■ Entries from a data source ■
◇ ◇ ◇ ◇ ◇ ◇ ◇

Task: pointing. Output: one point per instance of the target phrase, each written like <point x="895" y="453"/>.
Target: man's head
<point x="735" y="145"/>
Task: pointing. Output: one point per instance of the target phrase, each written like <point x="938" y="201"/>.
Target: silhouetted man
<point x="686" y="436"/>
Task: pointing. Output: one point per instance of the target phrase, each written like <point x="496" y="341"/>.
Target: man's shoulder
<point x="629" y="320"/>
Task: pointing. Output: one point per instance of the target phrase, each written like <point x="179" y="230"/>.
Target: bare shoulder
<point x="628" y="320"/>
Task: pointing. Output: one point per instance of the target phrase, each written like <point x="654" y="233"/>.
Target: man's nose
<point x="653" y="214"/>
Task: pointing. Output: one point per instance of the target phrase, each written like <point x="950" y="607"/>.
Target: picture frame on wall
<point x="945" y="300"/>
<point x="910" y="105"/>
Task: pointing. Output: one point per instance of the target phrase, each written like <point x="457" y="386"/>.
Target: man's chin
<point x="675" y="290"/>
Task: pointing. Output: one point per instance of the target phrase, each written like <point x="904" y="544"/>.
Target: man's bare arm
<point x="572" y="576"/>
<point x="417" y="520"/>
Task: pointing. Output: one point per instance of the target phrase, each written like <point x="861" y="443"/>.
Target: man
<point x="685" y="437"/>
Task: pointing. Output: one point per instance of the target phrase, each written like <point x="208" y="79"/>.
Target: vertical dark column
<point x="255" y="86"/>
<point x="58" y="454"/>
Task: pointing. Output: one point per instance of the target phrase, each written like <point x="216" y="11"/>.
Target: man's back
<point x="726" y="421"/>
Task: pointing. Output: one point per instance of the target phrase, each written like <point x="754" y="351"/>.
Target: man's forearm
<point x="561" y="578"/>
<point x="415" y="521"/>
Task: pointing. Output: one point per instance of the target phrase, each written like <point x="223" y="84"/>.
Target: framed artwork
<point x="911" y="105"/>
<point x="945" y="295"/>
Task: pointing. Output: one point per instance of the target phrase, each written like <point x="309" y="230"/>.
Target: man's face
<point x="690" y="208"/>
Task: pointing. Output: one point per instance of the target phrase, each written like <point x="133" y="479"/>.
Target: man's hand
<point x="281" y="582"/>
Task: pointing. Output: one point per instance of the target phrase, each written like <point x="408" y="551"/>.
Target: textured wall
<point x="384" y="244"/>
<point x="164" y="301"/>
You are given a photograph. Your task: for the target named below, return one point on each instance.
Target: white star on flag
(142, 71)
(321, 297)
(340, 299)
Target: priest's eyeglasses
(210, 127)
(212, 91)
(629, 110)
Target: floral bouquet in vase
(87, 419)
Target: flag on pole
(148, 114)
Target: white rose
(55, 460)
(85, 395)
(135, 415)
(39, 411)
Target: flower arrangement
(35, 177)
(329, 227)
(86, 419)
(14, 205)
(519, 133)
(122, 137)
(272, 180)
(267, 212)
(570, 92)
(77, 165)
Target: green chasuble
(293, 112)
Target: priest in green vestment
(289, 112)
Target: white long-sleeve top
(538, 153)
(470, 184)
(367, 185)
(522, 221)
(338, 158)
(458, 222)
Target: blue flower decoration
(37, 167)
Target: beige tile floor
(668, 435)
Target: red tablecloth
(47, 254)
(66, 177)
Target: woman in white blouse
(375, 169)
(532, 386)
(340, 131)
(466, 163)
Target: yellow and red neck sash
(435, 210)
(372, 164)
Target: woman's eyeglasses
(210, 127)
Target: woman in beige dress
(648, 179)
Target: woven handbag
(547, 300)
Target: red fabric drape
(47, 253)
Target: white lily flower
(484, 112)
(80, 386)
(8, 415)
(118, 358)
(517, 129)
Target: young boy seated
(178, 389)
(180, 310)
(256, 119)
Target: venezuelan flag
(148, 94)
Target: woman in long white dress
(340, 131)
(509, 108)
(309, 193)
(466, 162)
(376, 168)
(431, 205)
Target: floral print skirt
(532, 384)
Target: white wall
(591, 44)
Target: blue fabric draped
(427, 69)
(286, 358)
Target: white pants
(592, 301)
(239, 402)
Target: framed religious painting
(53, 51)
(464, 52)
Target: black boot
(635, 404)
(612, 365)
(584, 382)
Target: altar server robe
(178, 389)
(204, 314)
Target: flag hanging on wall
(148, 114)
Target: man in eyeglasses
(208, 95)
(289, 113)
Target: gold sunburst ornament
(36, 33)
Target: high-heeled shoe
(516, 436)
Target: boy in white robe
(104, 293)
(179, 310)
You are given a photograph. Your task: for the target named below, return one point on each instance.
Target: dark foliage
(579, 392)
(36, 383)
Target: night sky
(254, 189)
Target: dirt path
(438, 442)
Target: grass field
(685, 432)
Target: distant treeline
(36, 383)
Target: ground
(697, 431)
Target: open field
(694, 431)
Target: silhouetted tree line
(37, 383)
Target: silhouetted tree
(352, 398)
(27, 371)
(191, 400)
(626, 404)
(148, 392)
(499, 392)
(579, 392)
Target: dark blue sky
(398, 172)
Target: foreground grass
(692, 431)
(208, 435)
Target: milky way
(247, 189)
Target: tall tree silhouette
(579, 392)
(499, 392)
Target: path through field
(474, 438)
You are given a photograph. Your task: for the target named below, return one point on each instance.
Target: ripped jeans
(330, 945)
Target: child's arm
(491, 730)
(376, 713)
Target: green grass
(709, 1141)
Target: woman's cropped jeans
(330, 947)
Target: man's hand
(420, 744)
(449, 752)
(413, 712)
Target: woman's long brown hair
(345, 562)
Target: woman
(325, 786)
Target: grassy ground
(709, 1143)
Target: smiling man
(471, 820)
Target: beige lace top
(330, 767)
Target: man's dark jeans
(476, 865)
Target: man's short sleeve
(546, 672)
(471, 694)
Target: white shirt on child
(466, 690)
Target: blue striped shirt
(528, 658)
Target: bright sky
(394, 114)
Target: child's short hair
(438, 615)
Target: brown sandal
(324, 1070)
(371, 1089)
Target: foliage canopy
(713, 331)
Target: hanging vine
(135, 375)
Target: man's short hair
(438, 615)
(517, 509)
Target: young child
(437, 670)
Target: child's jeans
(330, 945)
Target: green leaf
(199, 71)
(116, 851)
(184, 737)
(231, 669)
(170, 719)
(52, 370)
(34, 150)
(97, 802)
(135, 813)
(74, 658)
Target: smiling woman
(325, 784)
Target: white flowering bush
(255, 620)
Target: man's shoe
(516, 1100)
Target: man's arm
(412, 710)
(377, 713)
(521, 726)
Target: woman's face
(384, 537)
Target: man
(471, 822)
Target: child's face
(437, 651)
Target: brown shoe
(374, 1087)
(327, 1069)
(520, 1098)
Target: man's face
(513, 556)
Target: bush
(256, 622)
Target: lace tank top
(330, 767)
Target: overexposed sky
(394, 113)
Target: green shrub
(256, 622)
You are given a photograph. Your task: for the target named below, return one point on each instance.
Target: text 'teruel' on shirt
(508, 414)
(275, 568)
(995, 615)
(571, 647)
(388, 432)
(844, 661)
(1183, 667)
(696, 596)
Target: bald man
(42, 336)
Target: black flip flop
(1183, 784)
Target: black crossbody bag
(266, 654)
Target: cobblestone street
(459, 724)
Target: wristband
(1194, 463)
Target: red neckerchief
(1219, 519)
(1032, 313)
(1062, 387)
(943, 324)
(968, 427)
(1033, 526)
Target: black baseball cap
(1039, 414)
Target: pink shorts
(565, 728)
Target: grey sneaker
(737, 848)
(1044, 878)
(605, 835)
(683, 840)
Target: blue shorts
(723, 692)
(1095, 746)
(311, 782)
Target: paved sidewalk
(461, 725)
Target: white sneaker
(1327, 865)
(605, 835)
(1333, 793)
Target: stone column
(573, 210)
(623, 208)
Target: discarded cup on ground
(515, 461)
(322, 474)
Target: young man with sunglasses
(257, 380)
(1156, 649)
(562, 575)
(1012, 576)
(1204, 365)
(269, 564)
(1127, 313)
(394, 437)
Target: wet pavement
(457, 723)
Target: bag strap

◇ ◇ ◇ ◇ ◇ ◇ ◇

■ WHAT YOU WILL DO ■
Can you give the lines of the data from the one containing "Target: green leaf" through the one containing "(520, 1098)", inclusive, as a JSON list of strings with one string per line and blank lines left out?

■ FINISHED ANSWER ■
[
  "Target: green leaf",
  "(199, 71)",
  "(116, 851)",
  "(184, 737)",
  "(231, 669)",
  "(170, 719)",
  "(52, 370)",
  "(34, 150)",
  "(97, 802)",
  "(135, 813)",
  "(74, 658)",
  "Target: smiling woman",
  "(325, 784)",
  "Target: white flowering bush",
  "(255, 620)",
  "Target: man's shoe",
  "(516, 1100)",
  "Target: man's arm",
  "(412, 710)",
  "(377, 713)",
  "(521, 726)",
  "Target: woman's face",
  "(384, 537)",
  "Target: man",
  "(471, 822)",
  "Target: child's face",
  "(437, 651)",
  "Target: brown shoe",
  "(374, 1087)",
  "(327, 1069)",
  "(520, 1098)"
]